## ЗАДАНИЕ A
Куда, согласно фрагменту, на этот раз направили повторный запрос на экспертизу по фотографиям?
******
За годы службы фашистской Германии Майер неплохо овладел основными постулатами нацистской пропаганды о величии немецкой расы, что с успехом демонстрировал ближайшему окружению в СССР.
Теперь становилось понятным, почему отказался давать характеристику на Майера старший прораб Кунц, когда мы об этом попросили. Очевидно, зная его истинные настроения и не одобряя их внутренне, он не хотел говорить неправду, чтобы не вводить нас в заблуждение. Сказать же правду, видимо, выглядело в его глазах как добровольный донос на соотечественника. Поэтому Кунц предпочел воздержаться от комментариев и не вступать в сделку с совестью.
Это было понятно мне, но не руководителю аппарата КГБ в городе Березники. Мои доводы не были приняты им во внимание. Реакция на мою попытку отстоять дело была близка к негодованию. Однако мой непосредственный руководитель, являвшийся заместителем начальника аппарата, с моими возражениями согласился. Это позволило нам продолжить работу по делу Майера. Подготовили повторный запрос на экспертизу по фотографиям, но на сей раз в Москву. Выслали напоминания на Украину – в Николаев, Запорожье, Днепропетровск и Киев – об ускорении розыска подчиненных Майера по Варшаве.
******
## ЗАДАНИЕ B
Укажите все строки записей, в которых встречается слово «woman». Учитывайте регистр букв.

## ИСХОДНЫЕ ДАННЫЕ
******
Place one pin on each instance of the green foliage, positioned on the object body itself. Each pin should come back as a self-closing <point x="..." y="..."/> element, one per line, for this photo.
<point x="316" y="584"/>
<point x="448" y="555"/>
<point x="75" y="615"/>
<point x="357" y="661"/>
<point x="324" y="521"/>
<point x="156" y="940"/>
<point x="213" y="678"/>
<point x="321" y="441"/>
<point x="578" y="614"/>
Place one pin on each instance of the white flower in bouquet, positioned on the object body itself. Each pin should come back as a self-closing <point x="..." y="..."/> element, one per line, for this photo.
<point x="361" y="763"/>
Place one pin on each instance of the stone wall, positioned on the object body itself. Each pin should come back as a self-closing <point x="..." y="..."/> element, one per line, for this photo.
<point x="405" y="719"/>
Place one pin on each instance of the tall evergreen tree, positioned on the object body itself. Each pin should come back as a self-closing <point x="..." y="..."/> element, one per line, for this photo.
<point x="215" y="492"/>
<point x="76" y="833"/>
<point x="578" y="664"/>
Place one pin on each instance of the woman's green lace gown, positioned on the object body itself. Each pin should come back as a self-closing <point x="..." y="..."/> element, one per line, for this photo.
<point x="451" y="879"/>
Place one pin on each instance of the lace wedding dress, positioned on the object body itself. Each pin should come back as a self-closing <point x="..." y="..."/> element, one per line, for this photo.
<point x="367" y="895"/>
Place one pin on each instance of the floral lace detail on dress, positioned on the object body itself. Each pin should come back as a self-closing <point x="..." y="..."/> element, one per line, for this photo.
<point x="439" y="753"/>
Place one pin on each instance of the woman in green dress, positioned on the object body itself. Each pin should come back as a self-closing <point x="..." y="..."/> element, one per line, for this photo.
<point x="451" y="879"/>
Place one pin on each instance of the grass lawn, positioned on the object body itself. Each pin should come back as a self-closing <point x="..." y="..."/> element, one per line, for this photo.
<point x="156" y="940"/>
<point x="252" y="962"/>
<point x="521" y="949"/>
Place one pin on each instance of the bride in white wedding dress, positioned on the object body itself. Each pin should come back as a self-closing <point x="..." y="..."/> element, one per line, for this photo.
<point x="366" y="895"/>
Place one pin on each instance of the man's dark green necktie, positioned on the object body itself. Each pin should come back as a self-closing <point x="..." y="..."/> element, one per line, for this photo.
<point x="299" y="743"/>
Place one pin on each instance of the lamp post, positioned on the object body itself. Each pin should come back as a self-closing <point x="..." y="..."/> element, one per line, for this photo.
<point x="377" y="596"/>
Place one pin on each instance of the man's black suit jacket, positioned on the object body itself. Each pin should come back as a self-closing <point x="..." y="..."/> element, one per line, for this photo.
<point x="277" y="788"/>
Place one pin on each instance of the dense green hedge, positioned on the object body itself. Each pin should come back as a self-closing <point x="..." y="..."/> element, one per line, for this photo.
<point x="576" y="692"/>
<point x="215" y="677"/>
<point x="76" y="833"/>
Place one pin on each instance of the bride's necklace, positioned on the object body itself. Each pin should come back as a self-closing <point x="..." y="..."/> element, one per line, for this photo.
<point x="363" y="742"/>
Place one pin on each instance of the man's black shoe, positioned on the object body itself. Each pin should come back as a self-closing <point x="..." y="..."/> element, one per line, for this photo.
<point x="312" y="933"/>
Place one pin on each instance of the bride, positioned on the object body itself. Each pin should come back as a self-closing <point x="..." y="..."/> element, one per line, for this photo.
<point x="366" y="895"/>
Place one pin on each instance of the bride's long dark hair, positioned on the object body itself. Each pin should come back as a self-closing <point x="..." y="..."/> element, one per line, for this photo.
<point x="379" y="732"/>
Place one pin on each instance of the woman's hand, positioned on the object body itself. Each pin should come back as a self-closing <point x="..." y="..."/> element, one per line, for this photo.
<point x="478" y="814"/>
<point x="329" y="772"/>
******
## ОТВЕТ A
В Москву.

## ОТВЕТ B
Place one pin on each instance of the woman's green lace gown, positioned on the object body itself. Each pin should come back as a self-closing <point x="..." y="..."/> element, one per line, for this photo.
Place one pin on each instance of the woman in green dress, positioned on the object body itself. Each pin should come back as a self-closing <point x="..." y="..."/> element, one per line, for this photo.
Place one pin on each instance of the woman's hand, positioned on the object body itself. Each pin should come back as a self-closing <point x="..." y="..."/> element, one per line, for this photo.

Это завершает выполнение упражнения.